And while the messaging in the early stages of the vaccine rollout rested mostly with national and state health officials, volunteers can now have the biggest effect, Biden said. 

“I wanted to come to Raleigh, thank everyone in this room for everything you’re doing to get your community vaccinated,” he said. “It matters. It matters. You’re saving lives. That’s not hyperbole.”

“Look at the progress you’ve made so far,” Biden said.

Both the US and NC are reporting the lowest caseloads, hospitalizations and deaths per day than since the start of the pandemic.

According to the NC Department of Health and Human Services, there were only 394 new positive cases reported on Thursday. For contrast, there were 11,581 cases reported on Jan. 9.

Data via NC DHHS

But those are not the only numbers going down. The rate of vaccinations administered is down, too. The pool of people eager to get the vaccine is dwindling. 

That makes the persuasion campaign all the more important. Because as clear as the progress has been so far, it is not enough. Health experts say that 70% of eligible populations need to have the vaccine in order to quash the pandemic for good and protect the country from any resurgences from variants of the virus. 

And the threat is no longer theoretical. The Delta variant, which originated in India, is far more transmissible and is likely deadlier than the original strain. It is now the most common strain in the US and is causing cases’ numbers to rise among those without the vaccine.

And while two doses of the vaccine provide robust protection against Delta, one dose does not.

“The good news,” Biden said, “is we have a solution. The science is clear. The best way to protect yourself against the virus and its variants is to be fully vaccinated, it works. It’s free. It’s safe, it’s easy, it’s convenient.”

He added: “Folks, there’s no reason to leave yourself vulnerable to the deadly virus for one single day more.”

So, he challenged the volunteers, tell them your story. Listen to them. Implore them to think beyond themselves.

“Let people know [that] getting vaccinated is not only maybe going to save their lives. But save the mother or father or child or son or daughter, or co-worker.” 

“[Make] sure we do everything in our power to walk that extra mile to knock on that door to pick up the phone to actually pull up in your own vehicle or take someone who needs to get to a vaccination site, convince them, let them know why it’s so important.”

**About this task**:
Answer these questions from the excerpt about Biden's Raleigh visit:
(a) How many new positive cases did the NC Department of Health and Human Services report on Thursday?
(b) What share of eligible populations do health experts say must be vaccinated to quash the pandemic for good?
(c) Where did the Delta variant originate?

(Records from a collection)
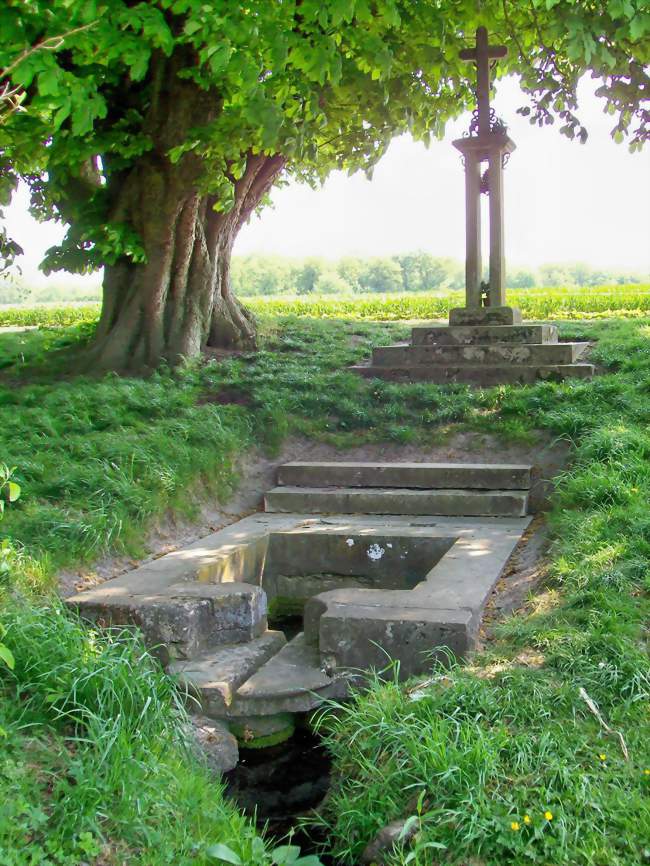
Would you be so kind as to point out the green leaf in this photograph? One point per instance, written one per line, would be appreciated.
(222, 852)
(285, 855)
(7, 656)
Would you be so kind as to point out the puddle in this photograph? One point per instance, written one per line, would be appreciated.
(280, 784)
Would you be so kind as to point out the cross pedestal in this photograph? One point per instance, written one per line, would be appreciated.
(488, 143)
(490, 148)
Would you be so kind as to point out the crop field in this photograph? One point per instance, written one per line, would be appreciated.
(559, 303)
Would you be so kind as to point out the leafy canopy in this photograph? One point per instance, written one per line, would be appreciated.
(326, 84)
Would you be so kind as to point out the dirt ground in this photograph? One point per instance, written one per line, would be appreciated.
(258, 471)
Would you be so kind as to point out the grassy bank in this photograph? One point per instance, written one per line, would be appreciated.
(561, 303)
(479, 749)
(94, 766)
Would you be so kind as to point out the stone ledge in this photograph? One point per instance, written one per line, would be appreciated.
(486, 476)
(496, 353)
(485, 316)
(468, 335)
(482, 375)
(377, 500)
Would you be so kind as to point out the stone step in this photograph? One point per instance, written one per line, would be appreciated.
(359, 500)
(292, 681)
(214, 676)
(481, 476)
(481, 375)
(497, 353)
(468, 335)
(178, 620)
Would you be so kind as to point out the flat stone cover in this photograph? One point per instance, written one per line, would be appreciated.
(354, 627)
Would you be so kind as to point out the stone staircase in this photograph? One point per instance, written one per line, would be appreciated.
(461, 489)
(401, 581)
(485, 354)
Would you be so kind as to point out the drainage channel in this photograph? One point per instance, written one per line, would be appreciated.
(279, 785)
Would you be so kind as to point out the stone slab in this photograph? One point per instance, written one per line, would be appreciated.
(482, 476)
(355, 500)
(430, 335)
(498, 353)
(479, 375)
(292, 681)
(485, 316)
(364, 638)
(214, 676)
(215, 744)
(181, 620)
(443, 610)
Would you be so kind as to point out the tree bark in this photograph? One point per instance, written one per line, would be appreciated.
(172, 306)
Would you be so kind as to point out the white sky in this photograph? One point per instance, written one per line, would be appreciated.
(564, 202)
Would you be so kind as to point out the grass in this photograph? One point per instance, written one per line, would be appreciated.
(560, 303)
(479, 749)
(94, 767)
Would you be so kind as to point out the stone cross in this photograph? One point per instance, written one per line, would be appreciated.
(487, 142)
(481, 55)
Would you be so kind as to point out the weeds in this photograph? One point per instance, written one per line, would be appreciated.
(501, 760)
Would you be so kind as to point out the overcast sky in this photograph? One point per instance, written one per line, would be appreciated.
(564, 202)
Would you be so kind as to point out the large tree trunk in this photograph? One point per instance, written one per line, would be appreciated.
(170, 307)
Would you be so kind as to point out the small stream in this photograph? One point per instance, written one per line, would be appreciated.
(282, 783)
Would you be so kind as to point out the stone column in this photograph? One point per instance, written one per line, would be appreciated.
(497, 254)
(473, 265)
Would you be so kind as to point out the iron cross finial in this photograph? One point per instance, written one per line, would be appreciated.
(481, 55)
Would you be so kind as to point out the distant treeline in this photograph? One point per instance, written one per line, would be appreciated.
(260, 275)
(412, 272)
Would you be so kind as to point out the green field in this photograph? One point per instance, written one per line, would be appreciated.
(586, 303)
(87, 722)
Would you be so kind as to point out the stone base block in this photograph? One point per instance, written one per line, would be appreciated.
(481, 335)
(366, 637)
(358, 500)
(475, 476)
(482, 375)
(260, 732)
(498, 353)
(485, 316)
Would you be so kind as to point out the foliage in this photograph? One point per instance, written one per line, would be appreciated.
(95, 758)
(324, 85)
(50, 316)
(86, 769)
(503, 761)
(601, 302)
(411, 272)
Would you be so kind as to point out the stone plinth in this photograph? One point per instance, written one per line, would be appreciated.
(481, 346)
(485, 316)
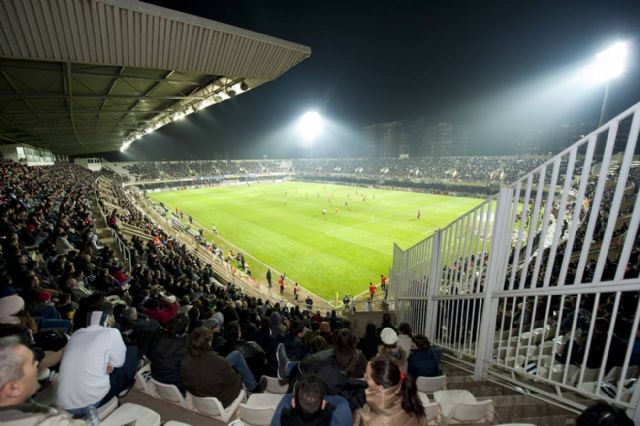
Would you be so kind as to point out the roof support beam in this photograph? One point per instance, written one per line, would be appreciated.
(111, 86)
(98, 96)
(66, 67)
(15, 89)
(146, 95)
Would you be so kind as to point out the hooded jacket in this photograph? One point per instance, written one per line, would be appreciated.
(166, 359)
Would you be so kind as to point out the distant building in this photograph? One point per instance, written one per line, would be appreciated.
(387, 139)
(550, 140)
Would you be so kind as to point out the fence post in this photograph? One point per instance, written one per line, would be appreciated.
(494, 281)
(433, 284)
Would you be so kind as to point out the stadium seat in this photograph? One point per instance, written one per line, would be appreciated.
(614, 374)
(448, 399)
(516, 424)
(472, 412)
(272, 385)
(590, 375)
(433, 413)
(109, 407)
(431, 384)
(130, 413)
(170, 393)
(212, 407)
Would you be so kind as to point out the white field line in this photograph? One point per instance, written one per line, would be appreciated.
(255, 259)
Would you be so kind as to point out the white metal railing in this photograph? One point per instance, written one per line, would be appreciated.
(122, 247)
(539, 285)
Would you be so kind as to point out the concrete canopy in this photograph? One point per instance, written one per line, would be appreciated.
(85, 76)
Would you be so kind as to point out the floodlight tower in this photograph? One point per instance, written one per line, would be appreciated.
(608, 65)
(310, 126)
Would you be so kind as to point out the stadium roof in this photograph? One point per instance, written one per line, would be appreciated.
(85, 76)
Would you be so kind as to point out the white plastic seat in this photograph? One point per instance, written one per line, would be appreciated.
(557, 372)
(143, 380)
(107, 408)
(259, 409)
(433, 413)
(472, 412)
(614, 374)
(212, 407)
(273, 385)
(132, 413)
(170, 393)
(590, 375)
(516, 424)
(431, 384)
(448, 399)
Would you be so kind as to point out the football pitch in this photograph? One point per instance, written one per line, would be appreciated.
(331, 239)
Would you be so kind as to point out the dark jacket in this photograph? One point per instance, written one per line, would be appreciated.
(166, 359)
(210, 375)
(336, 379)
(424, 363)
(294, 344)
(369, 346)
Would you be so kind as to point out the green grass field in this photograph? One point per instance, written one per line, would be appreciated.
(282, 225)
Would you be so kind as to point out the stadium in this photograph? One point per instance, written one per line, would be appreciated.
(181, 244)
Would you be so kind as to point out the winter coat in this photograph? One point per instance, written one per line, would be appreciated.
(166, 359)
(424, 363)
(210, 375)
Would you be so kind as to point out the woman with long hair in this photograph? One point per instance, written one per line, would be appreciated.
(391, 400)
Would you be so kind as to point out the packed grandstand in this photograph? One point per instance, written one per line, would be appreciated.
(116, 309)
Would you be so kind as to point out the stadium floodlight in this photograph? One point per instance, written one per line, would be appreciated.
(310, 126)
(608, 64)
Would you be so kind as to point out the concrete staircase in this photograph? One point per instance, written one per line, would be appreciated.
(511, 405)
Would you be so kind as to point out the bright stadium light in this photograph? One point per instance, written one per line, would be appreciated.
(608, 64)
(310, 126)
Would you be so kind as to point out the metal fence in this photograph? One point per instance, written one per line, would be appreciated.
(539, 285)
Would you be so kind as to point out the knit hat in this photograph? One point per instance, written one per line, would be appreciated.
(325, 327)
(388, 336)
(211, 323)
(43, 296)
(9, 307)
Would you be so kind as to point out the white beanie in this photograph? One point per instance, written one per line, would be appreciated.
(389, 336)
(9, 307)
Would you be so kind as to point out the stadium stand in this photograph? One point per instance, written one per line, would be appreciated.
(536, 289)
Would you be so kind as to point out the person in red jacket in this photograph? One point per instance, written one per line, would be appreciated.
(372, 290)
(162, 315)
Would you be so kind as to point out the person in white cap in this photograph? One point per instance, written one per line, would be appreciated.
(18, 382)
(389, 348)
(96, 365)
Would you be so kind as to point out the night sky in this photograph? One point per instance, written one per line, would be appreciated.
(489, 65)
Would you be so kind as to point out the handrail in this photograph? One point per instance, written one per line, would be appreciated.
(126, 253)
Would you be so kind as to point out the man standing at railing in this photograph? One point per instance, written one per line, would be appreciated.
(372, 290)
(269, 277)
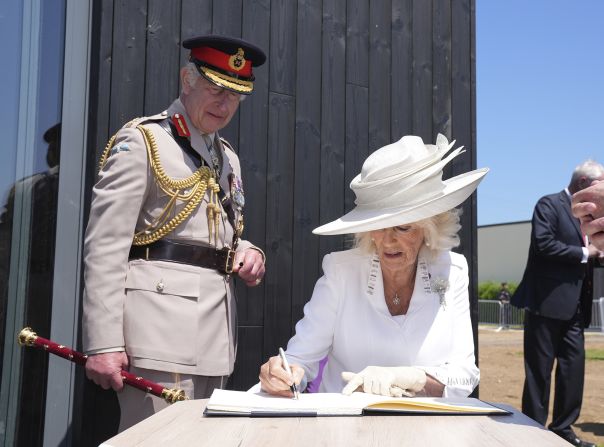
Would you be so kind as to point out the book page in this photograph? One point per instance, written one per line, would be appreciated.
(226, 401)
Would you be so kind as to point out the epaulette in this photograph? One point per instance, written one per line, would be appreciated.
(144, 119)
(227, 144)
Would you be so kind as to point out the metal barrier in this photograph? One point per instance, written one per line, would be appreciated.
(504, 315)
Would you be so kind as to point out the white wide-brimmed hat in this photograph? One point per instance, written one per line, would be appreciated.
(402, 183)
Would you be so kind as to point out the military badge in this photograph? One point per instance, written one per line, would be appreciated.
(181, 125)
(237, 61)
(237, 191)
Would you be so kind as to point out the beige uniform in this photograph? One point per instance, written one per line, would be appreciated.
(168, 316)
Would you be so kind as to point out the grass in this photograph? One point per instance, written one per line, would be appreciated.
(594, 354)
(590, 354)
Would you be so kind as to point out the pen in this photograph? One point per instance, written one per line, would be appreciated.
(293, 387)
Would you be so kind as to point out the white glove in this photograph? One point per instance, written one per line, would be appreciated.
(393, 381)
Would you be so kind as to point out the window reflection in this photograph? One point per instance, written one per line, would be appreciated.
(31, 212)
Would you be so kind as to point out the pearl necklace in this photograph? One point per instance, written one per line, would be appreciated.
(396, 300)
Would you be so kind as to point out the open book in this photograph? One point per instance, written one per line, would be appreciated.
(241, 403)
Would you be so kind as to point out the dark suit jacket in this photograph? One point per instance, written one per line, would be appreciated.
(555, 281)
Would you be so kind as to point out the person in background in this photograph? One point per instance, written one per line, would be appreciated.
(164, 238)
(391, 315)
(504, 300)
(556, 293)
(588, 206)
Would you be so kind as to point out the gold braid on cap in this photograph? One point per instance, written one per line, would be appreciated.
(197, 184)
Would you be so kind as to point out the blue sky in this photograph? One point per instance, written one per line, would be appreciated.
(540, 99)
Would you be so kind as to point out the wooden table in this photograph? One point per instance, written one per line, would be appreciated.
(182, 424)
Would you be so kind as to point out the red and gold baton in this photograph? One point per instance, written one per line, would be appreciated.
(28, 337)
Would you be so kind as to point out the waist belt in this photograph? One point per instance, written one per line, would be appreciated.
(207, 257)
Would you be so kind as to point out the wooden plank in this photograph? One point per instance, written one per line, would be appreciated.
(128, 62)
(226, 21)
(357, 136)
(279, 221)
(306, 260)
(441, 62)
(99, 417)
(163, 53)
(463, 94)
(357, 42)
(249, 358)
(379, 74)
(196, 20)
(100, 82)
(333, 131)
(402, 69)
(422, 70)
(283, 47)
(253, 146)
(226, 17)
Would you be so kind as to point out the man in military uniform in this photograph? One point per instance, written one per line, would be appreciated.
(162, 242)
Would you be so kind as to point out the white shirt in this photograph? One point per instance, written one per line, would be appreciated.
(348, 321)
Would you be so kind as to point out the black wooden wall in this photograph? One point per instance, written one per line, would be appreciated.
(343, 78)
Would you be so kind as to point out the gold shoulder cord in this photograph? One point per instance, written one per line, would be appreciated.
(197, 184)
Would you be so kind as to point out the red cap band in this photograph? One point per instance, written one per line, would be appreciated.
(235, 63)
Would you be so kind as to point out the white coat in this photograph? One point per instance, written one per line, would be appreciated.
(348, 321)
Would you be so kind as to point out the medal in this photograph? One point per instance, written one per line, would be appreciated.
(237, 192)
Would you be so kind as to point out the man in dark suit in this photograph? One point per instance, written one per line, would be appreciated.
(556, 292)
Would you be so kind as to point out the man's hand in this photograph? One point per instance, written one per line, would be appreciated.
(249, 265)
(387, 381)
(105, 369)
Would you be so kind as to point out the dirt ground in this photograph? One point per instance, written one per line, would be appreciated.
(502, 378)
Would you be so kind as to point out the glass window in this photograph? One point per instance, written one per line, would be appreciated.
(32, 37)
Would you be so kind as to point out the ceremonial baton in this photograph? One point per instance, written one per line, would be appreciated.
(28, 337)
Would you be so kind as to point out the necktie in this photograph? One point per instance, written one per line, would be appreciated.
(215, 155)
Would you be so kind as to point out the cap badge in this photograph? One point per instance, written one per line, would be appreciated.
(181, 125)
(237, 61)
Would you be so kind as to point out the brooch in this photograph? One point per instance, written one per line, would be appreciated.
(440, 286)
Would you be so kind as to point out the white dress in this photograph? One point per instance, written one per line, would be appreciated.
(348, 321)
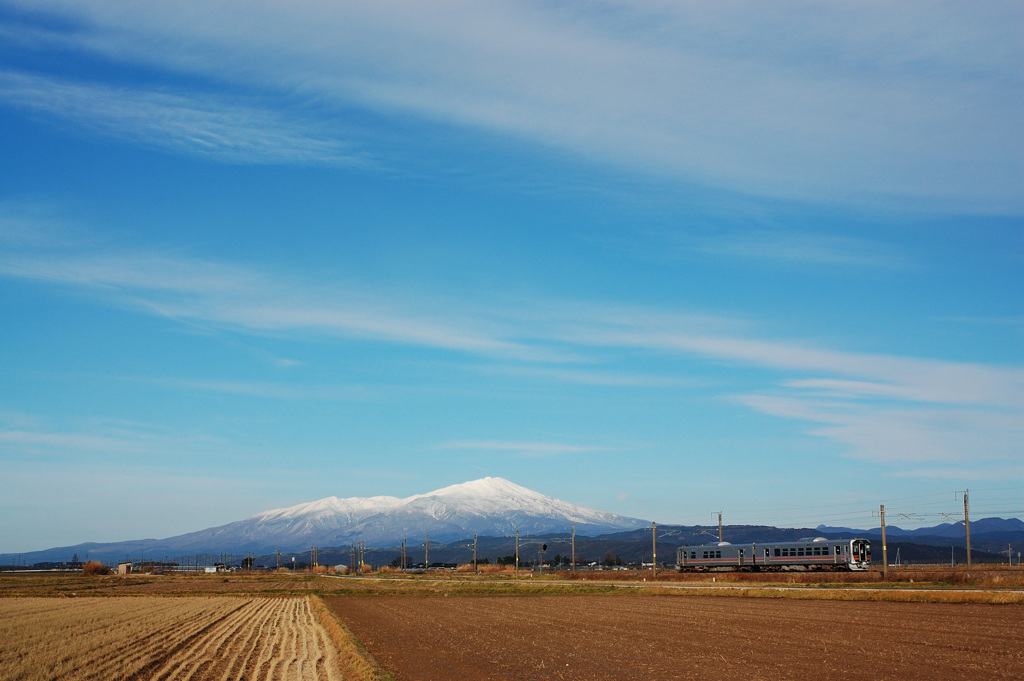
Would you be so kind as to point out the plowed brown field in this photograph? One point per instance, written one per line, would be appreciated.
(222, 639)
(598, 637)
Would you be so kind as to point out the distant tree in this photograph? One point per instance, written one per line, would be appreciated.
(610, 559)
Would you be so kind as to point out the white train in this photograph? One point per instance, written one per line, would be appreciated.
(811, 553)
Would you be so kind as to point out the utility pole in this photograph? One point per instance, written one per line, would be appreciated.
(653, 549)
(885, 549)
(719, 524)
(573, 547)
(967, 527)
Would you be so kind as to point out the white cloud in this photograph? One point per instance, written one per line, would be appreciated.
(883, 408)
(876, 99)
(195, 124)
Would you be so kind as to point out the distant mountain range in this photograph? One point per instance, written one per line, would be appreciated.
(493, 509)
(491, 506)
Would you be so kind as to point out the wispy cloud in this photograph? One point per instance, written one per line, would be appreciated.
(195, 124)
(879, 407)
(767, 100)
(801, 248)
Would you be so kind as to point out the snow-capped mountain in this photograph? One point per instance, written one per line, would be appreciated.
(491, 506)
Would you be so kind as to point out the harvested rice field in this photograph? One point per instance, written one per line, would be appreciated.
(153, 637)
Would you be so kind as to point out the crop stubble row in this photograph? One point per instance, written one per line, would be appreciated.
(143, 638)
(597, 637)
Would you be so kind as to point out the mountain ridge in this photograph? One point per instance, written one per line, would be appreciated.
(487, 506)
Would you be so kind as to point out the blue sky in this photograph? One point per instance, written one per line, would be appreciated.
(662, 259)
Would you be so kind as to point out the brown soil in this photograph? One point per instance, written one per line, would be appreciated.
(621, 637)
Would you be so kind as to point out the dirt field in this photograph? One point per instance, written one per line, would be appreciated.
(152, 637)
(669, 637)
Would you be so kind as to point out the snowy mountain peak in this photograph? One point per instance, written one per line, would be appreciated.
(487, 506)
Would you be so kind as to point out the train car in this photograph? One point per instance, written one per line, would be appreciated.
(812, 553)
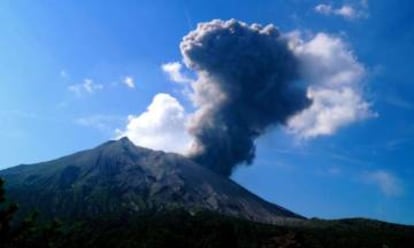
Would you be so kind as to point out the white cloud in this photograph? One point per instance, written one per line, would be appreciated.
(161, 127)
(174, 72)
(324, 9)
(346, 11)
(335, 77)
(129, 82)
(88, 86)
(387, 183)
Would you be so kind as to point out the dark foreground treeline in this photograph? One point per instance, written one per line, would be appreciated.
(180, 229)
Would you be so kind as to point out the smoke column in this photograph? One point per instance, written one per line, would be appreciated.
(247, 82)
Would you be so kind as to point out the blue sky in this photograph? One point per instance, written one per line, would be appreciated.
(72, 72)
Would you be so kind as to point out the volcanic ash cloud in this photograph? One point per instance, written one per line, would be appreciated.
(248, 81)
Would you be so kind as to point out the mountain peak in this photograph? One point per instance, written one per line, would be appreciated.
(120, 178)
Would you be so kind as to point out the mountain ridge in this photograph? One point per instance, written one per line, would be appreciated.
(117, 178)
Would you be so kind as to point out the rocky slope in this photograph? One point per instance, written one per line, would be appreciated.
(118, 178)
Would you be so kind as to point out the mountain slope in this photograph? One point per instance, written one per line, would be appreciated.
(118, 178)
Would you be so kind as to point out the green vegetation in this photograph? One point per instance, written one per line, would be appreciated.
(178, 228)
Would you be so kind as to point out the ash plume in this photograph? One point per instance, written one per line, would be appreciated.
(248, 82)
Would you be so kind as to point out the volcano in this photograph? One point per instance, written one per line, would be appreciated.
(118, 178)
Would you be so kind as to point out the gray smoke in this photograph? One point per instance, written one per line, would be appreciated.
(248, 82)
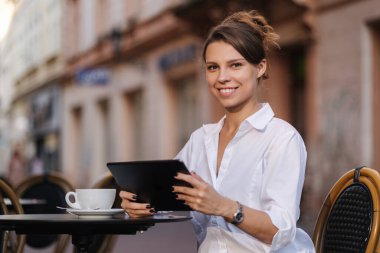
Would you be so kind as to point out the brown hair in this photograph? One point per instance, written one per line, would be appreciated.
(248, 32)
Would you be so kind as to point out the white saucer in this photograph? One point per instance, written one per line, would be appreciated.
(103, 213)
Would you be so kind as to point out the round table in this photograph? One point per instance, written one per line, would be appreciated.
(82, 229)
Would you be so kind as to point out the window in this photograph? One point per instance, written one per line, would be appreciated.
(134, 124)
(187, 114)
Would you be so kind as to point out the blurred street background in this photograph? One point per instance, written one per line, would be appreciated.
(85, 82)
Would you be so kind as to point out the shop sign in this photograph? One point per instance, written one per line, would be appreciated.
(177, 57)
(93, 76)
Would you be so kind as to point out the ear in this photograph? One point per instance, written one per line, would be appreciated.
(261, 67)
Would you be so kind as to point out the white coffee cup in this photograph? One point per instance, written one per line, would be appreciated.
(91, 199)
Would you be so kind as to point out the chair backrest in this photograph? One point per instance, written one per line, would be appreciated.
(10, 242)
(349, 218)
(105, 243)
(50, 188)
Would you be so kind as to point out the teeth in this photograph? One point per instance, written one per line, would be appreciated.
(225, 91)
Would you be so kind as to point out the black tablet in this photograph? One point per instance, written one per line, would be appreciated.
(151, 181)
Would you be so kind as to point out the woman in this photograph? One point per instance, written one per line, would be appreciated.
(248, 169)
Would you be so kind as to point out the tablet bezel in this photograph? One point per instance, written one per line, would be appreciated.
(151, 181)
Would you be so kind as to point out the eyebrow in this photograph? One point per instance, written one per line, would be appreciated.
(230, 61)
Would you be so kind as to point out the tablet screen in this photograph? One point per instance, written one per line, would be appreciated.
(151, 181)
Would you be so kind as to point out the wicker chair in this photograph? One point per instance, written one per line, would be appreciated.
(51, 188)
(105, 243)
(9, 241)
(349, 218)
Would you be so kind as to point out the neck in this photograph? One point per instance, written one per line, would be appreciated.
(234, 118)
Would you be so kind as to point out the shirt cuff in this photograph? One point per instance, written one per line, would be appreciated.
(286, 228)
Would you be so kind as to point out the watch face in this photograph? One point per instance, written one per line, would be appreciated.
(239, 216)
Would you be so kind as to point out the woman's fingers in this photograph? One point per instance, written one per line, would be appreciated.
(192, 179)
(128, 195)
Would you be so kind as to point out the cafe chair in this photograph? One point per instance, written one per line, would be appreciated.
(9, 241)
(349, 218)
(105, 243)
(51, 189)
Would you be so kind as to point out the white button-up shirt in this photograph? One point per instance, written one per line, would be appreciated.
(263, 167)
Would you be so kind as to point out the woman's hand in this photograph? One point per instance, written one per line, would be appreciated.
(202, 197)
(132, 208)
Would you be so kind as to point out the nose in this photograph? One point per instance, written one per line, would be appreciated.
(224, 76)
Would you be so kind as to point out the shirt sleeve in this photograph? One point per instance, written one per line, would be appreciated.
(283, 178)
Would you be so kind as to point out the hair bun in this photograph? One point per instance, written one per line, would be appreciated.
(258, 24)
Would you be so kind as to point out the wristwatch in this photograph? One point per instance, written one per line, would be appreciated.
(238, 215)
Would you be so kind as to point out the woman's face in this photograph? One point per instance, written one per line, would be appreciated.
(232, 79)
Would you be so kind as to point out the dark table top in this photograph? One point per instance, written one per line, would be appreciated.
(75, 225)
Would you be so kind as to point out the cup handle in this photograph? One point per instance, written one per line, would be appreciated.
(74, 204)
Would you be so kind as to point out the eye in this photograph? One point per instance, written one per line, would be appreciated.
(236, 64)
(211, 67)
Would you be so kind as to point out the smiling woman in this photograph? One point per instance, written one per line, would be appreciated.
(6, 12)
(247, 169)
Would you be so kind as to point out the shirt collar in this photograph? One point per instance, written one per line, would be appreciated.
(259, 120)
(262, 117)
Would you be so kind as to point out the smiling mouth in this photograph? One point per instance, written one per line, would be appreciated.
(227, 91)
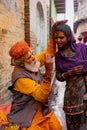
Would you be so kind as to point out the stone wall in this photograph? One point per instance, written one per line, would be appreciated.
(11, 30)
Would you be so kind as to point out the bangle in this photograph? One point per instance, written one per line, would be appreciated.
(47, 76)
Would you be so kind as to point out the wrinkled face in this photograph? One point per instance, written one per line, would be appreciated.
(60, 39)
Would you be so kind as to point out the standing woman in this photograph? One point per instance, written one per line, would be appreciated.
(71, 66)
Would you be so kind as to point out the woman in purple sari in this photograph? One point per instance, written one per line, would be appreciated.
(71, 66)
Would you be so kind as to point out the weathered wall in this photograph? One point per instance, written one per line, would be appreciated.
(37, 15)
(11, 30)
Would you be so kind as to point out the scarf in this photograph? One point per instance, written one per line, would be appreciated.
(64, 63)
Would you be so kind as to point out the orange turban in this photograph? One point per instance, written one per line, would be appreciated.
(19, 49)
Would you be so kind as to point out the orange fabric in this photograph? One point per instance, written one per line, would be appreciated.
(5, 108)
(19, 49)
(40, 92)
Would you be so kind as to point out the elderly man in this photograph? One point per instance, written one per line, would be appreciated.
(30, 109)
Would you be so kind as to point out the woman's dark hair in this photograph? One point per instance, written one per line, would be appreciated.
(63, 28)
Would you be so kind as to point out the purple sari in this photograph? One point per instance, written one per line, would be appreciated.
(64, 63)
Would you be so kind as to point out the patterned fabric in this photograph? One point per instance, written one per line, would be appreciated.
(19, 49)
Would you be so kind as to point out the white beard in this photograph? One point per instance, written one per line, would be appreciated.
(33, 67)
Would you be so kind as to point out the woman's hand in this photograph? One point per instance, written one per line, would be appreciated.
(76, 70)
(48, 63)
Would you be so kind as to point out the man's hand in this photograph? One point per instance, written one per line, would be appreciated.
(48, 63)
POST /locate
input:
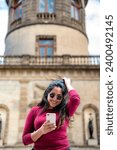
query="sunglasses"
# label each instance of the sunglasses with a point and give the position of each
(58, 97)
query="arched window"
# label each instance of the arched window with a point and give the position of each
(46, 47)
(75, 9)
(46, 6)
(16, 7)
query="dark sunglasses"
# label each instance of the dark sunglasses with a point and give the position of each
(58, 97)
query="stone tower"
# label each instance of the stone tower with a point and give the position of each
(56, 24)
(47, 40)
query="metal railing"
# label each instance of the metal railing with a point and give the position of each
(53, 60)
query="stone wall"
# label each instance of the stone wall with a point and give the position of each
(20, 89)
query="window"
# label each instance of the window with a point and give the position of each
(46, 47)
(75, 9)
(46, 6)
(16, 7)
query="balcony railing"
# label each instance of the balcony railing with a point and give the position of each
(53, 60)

**Response area**:
(a) 394
(b) 70%
(c) India